- Opening Delimiter -

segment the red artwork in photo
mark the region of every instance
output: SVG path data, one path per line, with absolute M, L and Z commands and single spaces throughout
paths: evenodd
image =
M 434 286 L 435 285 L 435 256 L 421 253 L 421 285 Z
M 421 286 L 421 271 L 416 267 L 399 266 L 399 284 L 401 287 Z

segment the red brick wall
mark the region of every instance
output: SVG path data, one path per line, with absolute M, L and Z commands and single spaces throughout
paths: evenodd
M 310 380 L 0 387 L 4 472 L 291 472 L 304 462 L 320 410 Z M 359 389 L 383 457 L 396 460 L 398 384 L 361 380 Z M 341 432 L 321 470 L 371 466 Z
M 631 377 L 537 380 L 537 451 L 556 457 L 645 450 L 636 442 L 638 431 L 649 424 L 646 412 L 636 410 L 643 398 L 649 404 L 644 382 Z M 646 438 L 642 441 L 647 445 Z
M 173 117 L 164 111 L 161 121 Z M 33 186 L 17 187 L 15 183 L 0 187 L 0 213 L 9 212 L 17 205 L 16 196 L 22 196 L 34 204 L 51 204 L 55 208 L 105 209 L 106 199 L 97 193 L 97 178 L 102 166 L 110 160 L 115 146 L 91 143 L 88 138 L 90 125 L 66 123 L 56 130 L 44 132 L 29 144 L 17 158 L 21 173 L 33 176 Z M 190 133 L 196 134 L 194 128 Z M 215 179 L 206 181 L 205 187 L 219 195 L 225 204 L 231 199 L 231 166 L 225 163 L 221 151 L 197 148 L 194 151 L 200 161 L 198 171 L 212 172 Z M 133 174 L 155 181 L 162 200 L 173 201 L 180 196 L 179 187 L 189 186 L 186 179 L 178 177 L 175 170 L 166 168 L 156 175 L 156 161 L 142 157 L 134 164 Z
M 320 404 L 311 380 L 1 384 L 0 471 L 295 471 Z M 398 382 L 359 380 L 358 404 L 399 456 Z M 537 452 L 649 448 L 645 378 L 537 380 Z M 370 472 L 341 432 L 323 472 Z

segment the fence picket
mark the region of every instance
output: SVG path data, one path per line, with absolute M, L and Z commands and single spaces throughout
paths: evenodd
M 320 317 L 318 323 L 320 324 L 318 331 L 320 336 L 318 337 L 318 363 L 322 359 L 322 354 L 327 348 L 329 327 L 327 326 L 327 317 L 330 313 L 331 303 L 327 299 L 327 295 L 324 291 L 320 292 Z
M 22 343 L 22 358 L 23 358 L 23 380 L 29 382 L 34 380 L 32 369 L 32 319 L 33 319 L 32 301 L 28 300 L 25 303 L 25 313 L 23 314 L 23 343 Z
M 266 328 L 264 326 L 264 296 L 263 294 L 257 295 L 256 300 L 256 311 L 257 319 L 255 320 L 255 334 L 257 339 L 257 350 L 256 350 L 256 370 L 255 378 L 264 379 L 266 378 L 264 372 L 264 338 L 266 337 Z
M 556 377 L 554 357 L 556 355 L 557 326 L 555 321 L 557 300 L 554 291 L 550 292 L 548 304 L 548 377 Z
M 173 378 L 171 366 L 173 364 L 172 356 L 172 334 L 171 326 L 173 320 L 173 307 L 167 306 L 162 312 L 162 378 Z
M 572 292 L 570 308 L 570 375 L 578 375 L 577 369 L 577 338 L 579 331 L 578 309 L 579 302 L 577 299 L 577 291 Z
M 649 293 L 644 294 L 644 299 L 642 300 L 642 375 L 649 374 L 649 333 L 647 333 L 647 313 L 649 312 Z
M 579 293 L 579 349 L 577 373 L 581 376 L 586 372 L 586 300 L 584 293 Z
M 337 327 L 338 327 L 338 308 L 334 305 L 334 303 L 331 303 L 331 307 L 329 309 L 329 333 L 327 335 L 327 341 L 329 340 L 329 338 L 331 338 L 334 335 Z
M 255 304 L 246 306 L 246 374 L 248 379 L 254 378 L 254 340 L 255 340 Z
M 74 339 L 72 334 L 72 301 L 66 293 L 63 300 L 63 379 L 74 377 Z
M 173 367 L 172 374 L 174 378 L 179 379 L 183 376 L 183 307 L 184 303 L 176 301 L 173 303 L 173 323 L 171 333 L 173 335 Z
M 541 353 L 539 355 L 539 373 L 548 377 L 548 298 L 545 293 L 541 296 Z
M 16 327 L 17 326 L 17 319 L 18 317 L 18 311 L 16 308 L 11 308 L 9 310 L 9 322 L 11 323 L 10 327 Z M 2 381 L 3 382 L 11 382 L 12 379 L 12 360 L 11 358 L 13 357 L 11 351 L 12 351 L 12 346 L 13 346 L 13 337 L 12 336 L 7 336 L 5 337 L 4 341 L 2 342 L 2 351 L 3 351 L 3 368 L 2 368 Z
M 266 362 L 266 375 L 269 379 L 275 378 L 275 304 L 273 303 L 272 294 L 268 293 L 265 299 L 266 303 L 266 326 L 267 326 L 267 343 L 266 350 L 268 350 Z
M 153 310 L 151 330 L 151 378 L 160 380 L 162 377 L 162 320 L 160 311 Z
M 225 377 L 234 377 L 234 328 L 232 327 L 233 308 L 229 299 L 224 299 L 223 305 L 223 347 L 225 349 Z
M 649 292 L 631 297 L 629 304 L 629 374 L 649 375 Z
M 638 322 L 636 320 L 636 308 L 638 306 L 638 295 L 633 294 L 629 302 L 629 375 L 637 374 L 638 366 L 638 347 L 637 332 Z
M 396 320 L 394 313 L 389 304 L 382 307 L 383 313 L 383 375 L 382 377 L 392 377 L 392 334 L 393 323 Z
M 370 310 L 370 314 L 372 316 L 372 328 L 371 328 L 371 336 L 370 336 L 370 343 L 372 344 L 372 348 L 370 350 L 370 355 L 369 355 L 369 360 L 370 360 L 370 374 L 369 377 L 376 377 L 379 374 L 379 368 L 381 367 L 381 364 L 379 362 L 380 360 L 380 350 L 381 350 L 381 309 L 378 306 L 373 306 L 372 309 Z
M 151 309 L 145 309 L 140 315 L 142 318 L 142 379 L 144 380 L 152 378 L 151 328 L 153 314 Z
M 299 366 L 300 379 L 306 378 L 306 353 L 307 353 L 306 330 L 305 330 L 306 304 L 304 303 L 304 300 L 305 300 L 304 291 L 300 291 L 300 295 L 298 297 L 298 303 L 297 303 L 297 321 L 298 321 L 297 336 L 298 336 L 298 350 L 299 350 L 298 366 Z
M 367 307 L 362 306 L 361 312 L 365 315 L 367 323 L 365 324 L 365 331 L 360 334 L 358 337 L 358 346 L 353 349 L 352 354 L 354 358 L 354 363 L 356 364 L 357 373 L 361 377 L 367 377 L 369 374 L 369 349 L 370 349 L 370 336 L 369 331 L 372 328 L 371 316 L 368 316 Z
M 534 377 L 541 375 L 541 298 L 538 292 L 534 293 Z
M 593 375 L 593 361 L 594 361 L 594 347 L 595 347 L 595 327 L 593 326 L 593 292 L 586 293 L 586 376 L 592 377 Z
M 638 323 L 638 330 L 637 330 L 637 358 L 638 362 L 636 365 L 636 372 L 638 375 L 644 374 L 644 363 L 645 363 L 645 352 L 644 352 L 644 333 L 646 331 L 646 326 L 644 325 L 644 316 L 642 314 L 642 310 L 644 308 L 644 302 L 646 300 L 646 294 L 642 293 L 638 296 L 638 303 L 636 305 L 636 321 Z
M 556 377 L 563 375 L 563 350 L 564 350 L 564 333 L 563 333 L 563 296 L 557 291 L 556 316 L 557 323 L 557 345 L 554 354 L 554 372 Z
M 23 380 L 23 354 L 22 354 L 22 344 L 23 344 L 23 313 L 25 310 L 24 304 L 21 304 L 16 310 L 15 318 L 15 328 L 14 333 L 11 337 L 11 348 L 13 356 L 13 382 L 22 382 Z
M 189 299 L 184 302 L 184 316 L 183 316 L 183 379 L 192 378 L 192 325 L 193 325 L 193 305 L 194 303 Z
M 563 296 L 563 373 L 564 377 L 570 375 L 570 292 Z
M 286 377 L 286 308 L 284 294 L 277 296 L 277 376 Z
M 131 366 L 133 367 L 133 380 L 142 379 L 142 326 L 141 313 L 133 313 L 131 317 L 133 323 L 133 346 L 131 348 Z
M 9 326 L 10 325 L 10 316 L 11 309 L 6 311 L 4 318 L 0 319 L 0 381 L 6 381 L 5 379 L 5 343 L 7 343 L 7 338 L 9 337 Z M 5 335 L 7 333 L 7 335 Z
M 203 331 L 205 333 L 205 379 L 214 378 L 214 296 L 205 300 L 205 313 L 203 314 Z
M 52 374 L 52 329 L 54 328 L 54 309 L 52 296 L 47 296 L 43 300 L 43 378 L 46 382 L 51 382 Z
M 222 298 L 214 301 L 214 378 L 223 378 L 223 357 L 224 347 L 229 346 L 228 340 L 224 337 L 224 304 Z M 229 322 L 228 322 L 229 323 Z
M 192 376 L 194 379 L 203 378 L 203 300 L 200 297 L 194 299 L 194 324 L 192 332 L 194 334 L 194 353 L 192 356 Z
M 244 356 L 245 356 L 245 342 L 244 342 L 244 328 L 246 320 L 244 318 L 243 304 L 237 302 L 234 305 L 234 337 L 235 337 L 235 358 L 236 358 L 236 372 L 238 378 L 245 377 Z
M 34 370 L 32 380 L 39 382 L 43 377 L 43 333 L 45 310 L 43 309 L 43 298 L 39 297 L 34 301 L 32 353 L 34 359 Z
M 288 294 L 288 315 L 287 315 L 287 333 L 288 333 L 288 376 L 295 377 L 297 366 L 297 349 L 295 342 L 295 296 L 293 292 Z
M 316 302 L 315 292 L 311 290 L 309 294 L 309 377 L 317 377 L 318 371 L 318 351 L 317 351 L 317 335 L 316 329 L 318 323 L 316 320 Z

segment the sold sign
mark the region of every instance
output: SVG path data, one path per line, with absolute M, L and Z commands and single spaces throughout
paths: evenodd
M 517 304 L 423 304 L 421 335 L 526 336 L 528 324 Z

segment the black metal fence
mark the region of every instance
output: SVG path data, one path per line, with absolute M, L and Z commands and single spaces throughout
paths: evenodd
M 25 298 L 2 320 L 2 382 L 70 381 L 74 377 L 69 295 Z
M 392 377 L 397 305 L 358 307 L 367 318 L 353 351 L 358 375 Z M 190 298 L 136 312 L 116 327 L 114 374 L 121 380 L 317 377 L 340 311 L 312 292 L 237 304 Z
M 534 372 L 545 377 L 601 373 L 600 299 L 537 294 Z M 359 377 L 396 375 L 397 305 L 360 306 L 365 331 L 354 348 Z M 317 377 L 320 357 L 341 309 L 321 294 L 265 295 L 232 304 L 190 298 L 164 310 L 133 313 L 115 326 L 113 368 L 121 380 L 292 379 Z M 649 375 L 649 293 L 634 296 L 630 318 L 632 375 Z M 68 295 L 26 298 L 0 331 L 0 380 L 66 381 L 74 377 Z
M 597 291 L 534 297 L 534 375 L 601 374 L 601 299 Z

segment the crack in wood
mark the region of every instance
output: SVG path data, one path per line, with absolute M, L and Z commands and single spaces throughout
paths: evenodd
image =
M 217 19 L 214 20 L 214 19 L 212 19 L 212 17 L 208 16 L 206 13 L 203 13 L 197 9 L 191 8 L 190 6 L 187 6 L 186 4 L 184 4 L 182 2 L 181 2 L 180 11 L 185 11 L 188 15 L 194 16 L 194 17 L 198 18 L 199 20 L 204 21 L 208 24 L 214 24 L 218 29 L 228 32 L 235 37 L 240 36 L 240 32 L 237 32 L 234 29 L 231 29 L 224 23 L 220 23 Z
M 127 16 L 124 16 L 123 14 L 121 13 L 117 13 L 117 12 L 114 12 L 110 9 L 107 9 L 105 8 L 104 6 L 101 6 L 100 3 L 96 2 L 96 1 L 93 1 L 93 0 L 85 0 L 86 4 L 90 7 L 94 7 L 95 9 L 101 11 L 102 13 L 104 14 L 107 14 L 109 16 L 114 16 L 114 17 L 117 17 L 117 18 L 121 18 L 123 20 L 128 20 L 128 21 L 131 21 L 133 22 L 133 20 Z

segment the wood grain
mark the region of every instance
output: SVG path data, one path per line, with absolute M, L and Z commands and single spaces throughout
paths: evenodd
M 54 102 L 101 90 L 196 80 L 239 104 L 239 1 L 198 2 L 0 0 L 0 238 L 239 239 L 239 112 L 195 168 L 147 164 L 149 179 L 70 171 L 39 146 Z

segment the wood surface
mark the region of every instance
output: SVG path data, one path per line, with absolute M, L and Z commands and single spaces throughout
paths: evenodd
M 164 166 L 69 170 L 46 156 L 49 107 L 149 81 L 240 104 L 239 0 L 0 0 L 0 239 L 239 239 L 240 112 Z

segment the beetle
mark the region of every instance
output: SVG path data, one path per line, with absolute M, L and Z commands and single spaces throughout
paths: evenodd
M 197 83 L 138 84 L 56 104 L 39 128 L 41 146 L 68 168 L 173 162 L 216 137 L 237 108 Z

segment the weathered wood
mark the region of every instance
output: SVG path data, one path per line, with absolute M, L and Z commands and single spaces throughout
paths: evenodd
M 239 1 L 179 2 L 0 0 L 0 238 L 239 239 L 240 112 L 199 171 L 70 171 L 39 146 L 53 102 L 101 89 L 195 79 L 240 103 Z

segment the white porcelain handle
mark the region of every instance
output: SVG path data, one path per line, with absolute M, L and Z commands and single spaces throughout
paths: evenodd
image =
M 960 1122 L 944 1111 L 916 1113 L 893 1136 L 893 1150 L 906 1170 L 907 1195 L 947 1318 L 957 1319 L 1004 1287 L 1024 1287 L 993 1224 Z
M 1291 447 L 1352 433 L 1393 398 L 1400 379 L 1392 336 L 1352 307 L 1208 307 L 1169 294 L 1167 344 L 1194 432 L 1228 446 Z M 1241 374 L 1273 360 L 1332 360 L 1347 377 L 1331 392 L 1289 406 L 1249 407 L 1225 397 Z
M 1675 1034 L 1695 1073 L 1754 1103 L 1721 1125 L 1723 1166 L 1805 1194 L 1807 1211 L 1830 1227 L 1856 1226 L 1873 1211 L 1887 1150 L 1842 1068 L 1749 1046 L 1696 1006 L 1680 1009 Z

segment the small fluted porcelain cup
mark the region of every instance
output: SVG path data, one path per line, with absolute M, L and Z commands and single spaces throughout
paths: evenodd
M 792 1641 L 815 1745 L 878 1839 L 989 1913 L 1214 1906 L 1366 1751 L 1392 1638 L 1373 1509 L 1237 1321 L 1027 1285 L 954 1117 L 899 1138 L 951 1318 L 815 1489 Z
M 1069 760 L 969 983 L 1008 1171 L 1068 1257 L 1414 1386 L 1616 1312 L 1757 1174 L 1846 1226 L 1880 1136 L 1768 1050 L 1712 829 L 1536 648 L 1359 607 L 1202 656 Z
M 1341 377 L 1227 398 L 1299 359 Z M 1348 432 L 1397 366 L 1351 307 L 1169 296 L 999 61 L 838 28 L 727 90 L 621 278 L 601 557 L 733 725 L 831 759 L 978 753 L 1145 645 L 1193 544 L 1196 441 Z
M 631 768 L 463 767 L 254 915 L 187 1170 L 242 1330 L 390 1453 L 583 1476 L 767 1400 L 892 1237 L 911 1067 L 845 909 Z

- Closing Delimiter -

Your answer should consist of the lines of the listing that contain "wood", copied as they stand.

(Reply):
segment the crack in wood
segment the wood grain
segment the wood surface
segment the weathered wood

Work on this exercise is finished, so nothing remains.